• [Your objective] Change "beaded bracelet" to "charm bracelet" wherever it occurs in the lines below, and reproduce them with everything else left unchanged.

──────── Dataset records

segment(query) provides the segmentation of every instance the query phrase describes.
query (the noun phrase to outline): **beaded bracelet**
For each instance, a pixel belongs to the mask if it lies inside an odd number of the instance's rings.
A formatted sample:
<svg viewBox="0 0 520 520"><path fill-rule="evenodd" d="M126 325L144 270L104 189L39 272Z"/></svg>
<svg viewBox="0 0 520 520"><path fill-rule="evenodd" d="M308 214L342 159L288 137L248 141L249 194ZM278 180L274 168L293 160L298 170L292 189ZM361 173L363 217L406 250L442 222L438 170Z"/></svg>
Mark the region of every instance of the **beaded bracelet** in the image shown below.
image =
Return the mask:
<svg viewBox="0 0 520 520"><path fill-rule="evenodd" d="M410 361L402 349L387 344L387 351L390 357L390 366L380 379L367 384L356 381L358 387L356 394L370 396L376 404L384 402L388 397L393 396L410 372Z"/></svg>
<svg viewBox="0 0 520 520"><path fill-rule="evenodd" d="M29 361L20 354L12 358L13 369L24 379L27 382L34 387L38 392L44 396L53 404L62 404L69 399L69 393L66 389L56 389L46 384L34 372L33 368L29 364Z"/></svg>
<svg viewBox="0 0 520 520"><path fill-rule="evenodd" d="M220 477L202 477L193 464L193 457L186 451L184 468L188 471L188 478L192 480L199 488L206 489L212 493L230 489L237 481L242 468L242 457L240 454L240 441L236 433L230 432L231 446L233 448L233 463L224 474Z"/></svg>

────────────────

• [Result of this task]
segment(query) provides the segmentation of every instance the query phrase describes.
query (the noun phrase to outline): **charm bracelet**
For each instance, a pixel belongs to the mask if it lies inside an odd number of the instance's rings.
A formatted sample:
<svg viewBox="0 0 520 520"><path fill-rule="evenodd" d="M126 325L144 270L104 189L39 272Z"/></svg>
<svg viewBox="0 0 520 520"><path fill-rule="evenodd" d="M308 214L342 159L288 137L248 141L249 194ZM278 180L274 168L293 160L298 170L292 189ZM361 173L363 217L406 250L442 222L438 170Z"/></svg>
Mark the region of every instance of the **charm bracelet** in the image shown below.
image =
Return the mask:
<svg viewBox="0 0 520 520"><path fill-rule="evenodd" d="M410 361L402 349L387 344L387 351L390 357L390 366L380 379L367 384L356 381L358 387L356 394L370 396L376 404L384 402L388 397L393 396L410 372Z"/></svg>
<svg viewBox="0 0 520 520"><path fill-rule="evenodd" d="M29 361L20 354L12 358L13 369L24 379L27 382L34 387L38 392L44 396L53 404L62 404L69 399L69 393L66 389L56 389L46 384L34 372L33 368L29 364Z"/></svg>
<svg viewBox="0 0 520 520"><path fill-rule="evenodd" d="M220 477L202 477L193 464L193 457L186 451L184 468L188 471L188 478L192 480L199 488L206 489L212 493L230 489L237 481L242 468L242 457L240 454L240 441L236 433L230 432L231 446L233 448L233 463L224 474Z"/></svg>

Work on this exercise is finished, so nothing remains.